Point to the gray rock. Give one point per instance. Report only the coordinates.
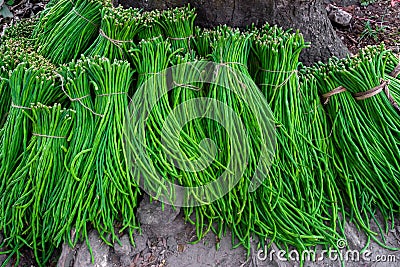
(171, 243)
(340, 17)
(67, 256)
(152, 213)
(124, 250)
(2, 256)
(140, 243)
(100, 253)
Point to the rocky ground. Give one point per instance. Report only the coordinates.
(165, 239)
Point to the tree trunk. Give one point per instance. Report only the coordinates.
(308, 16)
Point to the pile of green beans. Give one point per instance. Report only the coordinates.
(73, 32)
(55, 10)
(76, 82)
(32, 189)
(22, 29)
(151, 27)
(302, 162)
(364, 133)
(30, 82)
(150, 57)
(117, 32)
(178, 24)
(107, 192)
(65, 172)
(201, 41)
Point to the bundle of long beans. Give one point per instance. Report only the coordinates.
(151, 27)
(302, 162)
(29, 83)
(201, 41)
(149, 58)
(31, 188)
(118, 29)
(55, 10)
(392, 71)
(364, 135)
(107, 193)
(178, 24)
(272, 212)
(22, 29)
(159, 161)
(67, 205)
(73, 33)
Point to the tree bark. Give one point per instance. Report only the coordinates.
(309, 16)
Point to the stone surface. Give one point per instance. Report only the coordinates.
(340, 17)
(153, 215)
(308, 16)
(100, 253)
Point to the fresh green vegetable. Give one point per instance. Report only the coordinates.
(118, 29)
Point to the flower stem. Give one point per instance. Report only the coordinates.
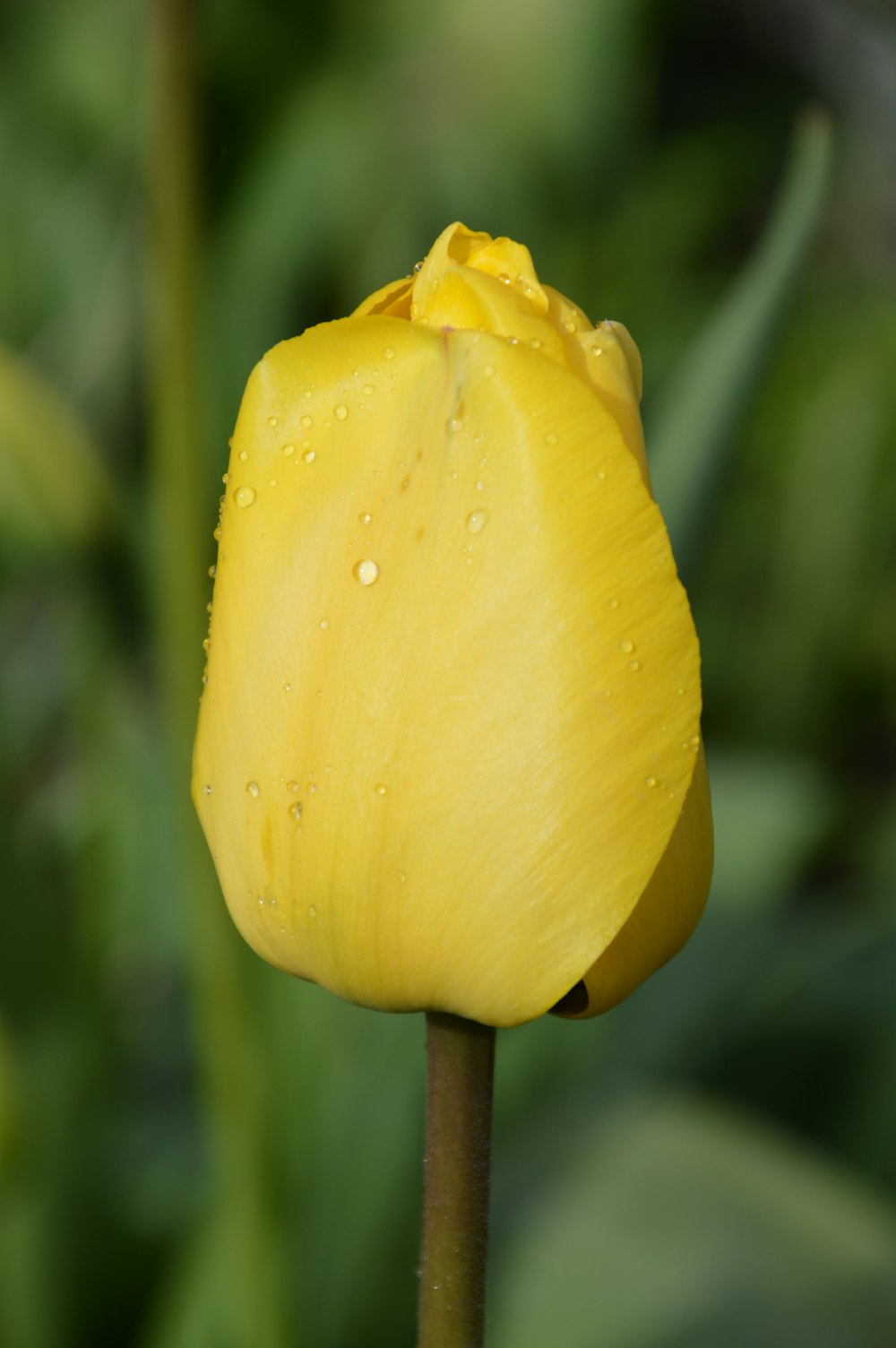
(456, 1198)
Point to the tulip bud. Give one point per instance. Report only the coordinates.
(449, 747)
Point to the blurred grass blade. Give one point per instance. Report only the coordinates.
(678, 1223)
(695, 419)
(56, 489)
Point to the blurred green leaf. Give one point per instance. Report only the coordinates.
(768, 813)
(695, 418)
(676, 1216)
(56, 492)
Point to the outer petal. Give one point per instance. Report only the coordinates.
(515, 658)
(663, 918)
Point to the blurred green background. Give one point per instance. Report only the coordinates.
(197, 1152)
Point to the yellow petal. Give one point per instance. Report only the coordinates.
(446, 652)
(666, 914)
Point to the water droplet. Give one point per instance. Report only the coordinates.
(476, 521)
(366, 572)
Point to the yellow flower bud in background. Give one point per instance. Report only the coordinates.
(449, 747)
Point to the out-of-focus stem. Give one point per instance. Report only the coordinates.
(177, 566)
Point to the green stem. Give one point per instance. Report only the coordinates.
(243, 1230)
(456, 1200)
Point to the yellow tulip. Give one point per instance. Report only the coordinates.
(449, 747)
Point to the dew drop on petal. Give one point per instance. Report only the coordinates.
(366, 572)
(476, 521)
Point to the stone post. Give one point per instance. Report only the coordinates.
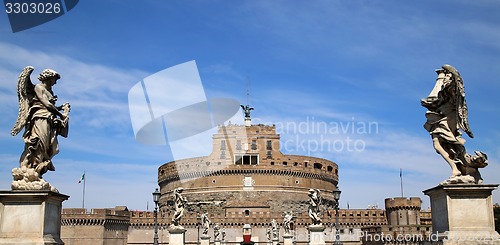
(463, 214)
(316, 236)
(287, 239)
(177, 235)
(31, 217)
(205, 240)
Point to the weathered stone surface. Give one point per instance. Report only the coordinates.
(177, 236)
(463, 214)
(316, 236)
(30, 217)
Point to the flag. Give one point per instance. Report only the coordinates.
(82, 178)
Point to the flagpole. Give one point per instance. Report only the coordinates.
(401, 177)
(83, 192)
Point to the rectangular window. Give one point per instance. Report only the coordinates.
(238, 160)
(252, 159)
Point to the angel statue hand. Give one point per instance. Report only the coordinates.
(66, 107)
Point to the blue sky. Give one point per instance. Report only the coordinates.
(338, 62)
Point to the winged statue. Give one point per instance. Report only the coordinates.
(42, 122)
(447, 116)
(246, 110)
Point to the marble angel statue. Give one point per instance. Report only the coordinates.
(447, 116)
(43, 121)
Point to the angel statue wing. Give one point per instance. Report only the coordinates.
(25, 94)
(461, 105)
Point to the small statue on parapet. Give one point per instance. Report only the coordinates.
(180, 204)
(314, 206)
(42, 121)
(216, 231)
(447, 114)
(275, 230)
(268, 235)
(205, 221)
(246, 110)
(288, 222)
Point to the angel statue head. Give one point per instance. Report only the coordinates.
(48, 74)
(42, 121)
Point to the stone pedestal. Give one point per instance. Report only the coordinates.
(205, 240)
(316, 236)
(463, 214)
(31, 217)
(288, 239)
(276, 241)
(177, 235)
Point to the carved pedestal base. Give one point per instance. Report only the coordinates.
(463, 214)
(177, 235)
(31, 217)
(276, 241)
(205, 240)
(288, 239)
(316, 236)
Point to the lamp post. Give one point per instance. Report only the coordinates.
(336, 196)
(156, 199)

:::::

EXERCISE
Give back exactly the lines from the line containing "Point to the small" to the end of the entries, and no other lines.

SOLUTION
Point to the small statue on parapet. Give one point per instance. Report only the coordinates.
(180, 204)
(314, 206)
(42, 121)
(216, 231)
(447, 114)
(275, 230)
(268, 235)
(205, 221)
(246, 110)
(288, 222)
Point to the angel statue head. Give one point per instance. Report only the coordinates.
(48, 74)
(42, 121)
Point to the stone pedestal. Give one point per instance. Report only the coordinates.
(205, 240)
(316, 236)
(463, 214)
(31, 217)
(288, 239)
(276, 241)
(177, 235)
Point to the carved pedestal base. Give one point per instance. Report only the coordinates.
(463, 214)
(177, 235)
(31, 217)
(276, 241)
(205, 240)
(288, 239)
(316, 236)
Point to the lamp post. Give one point per instance. Report only the coordinates.
(336, 196)
(156, 199)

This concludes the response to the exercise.